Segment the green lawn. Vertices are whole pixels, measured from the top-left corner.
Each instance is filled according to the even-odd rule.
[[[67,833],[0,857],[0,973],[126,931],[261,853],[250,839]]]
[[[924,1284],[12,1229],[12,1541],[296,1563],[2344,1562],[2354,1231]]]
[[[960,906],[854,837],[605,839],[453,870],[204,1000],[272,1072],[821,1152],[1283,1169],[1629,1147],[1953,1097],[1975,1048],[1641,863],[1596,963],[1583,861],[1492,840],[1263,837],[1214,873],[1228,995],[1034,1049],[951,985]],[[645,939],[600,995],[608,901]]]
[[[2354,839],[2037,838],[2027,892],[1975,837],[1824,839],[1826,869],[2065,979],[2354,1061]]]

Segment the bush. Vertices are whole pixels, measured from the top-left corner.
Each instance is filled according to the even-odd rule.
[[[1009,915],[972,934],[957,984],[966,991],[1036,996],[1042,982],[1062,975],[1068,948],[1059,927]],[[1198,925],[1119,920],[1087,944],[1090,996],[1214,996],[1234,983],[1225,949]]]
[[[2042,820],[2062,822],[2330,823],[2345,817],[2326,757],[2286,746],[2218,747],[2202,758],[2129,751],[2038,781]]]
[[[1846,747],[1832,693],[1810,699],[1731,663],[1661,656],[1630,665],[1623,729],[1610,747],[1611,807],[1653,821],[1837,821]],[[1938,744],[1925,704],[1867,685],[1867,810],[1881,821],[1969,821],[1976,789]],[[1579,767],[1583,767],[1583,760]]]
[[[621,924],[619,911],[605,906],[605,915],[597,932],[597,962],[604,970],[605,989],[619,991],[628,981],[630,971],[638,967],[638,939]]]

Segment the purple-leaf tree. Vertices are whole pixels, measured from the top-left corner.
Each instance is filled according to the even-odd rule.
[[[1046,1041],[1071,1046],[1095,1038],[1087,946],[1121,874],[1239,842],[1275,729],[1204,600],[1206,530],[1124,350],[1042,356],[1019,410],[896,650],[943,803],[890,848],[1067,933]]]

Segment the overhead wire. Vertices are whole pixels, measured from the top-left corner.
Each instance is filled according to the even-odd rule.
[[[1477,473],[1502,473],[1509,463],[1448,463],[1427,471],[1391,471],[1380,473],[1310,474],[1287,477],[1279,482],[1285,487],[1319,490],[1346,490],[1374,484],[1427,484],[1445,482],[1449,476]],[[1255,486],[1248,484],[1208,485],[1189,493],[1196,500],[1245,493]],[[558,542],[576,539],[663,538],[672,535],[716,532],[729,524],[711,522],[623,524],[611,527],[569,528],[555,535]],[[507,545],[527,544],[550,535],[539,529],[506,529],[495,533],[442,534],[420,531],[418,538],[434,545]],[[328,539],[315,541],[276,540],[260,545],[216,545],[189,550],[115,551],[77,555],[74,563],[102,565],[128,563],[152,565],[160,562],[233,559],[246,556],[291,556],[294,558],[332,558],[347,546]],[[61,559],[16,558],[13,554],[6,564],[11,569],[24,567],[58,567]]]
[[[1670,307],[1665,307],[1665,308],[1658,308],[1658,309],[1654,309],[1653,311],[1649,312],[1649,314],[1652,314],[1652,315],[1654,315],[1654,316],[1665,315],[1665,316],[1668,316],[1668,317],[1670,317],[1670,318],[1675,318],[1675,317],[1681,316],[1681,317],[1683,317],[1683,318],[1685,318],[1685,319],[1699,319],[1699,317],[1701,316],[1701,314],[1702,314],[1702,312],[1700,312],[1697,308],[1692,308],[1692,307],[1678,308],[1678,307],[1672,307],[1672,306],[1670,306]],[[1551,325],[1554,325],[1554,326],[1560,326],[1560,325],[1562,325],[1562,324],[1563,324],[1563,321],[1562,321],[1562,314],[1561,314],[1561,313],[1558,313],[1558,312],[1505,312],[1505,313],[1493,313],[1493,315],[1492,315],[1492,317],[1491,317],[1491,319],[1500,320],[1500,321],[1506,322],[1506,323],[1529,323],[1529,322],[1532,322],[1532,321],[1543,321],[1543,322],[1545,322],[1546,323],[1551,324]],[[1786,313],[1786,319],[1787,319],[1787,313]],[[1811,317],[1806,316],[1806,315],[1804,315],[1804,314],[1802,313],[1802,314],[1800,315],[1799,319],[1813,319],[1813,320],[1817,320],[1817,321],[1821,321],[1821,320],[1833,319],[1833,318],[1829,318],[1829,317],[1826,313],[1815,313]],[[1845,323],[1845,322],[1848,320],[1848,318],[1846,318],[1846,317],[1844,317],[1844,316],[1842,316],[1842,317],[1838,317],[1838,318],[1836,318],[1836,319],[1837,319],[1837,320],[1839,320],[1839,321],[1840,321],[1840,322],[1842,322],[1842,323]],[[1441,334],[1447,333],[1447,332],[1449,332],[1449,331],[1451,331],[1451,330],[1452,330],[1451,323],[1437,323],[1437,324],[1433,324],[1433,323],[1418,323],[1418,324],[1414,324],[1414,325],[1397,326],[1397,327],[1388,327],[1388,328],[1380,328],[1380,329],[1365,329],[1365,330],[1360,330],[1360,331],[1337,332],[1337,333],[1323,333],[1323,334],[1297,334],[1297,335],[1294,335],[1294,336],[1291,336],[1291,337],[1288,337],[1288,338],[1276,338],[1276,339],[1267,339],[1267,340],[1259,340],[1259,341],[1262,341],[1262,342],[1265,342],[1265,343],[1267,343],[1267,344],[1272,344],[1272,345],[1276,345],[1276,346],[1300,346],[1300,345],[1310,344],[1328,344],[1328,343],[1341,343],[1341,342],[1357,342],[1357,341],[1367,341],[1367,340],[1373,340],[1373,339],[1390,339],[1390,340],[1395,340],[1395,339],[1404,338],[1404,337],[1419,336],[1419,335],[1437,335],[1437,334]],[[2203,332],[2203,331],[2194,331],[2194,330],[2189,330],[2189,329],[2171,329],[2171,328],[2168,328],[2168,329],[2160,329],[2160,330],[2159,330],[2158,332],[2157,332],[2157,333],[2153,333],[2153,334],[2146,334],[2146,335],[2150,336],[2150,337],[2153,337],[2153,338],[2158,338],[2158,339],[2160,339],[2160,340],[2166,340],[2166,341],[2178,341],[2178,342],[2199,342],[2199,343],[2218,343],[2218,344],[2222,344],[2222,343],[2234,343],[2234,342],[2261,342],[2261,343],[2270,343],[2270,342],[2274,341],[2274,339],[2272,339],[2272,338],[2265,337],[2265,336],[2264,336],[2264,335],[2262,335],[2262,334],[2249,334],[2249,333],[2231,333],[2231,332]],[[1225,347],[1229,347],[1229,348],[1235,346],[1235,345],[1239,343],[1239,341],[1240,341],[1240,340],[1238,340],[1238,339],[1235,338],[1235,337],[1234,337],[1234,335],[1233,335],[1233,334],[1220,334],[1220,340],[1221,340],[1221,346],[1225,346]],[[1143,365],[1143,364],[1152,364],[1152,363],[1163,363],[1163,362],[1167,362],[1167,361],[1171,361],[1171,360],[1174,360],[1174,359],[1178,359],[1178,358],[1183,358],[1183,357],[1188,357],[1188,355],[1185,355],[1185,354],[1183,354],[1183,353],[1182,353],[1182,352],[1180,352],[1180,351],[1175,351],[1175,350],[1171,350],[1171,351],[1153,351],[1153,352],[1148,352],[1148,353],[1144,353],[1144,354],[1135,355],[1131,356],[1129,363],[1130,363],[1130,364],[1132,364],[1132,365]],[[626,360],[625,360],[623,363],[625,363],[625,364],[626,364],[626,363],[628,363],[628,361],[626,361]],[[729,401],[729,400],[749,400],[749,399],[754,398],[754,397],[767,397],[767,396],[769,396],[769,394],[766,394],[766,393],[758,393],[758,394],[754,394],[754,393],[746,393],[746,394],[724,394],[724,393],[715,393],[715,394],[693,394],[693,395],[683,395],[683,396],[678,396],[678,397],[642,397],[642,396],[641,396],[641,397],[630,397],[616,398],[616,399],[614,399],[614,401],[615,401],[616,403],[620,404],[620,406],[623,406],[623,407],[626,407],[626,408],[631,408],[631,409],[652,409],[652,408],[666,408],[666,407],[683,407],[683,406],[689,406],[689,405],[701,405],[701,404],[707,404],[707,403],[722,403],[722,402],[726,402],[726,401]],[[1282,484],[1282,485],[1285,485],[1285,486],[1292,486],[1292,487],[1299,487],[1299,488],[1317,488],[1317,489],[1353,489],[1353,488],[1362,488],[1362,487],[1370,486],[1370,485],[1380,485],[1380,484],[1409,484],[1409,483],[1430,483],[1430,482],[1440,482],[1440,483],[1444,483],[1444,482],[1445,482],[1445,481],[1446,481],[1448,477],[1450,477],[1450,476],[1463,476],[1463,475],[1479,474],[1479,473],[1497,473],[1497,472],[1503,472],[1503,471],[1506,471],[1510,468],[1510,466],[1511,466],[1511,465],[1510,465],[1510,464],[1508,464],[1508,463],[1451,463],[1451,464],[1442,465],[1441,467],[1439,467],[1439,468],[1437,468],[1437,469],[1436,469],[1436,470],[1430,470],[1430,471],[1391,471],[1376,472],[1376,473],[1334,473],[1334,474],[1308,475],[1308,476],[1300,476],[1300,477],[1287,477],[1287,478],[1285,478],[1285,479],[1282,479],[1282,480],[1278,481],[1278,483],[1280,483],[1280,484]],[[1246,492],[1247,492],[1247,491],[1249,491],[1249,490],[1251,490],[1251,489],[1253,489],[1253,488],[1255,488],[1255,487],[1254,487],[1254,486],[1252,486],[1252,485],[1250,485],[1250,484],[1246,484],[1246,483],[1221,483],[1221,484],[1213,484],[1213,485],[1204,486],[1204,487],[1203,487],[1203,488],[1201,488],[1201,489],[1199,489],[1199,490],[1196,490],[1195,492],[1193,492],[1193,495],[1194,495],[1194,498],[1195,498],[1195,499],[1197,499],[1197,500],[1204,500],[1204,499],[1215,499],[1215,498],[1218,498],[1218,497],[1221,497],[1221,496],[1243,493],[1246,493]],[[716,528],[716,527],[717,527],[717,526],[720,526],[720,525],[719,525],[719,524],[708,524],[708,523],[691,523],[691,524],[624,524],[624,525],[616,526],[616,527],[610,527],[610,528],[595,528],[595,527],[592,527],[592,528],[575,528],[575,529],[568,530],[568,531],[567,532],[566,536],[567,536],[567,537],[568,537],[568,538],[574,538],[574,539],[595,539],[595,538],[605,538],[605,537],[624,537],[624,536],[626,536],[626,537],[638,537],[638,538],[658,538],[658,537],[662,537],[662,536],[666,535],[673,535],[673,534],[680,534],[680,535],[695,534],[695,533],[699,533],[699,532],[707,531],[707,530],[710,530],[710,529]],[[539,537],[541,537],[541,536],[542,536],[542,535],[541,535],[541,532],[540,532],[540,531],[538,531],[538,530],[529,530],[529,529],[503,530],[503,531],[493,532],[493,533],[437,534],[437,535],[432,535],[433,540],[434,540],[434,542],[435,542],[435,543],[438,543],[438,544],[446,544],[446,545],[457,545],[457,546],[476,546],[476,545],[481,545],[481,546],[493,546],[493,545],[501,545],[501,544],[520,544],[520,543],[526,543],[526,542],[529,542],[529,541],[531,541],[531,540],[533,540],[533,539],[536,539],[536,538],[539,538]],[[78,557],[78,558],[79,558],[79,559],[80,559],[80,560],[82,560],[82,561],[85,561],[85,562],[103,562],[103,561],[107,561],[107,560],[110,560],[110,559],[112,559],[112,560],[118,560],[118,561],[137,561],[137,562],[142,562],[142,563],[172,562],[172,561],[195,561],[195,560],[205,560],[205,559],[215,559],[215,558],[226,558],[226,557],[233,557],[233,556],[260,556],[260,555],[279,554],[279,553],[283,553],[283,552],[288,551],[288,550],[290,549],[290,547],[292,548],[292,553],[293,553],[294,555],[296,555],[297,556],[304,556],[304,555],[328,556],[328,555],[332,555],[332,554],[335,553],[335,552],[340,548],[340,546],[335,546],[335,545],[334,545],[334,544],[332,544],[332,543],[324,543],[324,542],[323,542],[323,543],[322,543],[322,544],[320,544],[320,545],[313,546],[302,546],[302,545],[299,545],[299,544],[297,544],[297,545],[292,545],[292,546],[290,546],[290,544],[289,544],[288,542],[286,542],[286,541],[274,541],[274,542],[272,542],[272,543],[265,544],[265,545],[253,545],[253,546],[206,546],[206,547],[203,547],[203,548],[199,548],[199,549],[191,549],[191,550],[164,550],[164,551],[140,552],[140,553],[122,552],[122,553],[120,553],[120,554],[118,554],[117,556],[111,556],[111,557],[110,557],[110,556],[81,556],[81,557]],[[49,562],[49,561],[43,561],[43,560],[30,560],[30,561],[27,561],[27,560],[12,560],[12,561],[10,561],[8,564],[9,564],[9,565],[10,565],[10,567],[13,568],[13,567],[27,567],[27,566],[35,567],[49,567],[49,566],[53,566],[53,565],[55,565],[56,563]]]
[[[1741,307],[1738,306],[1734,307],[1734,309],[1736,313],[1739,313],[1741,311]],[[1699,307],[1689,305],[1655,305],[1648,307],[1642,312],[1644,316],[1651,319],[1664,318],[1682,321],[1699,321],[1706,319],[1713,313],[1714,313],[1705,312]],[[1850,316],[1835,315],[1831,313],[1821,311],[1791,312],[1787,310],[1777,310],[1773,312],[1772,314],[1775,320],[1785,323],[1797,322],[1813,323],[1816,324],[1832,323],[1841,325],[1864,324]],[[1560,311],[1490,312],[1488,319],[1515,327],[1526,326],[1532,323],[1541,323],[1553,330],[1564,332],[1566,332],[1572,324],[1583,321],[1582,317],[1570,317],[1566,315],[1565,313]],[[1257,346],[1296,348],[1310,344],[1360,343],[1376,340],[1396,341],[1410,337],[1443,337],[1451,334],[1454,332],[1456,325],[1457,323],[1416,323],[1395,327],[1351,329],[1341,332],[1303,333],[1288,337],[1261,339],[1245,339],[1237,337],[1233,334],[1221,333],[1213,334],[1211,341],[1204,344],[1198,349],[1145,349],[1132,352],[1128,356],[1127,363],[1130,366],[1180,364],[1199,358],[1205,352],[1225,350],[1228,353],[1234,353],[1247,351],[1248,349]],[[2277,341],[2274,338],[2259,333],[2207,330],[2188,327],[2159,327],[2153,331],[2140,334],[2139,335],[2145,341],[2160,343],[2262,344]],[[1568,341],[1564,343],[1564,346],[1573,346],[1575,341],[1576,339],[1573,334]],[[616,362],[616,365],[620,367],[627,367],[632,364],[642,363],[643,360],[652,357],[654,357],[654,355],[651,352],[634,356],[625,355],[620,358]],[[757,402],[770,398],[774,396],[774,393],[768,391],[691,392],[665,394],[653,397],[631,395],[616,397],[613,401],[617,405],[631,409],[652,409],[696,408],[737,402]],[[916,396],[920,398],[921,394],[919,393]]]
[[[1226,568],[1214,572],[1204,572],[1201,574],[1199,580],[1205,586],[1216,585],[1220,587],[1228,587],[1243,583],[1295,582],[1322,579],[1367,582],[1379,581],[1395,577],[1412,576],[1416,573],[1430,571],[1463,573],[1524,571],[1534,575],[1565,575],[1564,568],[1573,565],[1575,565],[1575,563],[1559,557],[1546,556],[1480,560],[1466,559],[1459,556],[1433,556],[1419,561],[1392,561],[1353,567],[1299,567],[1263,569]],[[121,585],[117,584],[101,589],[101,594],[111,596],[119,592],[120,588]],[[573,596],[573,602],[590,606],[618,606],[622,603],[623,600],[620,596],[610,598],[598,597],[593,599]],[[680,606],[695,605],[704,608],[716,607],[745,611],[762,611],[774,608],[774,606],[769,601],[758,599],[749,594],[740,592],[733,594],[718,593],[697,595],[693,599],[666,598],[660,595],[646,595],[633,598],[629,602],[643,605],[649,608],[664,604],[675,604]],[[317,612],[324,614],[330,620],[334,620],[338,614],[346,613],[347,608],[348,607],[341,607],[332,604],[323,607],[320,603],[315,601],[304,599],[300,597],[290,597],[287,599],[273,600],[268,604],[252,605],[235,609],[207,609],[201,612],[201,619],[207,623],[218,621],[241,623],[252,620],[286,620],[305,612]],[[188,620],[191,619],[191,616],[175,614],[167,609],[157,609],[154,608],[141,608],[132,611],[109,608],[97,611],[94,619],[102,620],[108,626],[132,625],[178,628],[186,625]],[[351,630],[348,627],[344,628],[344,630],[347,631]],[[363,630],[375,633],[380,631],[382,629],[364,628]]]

______

WHAT YOU HAVE TO DO ▸ Copy, from the material, each line that holds the string "measured".

YOUR SOLUTION ▸
Segment the green lawn. Vertices are whole pixels, measured from the top-left corner.
Segment the bush. Vertices are whole pixels, measured from the top-left corner.
Segment the purple-leaf tree. Vertices are whole pixels, measured from the top-left corner.
Segment the overhead wire. Vertices are whole pixels, measured from the top-left corner.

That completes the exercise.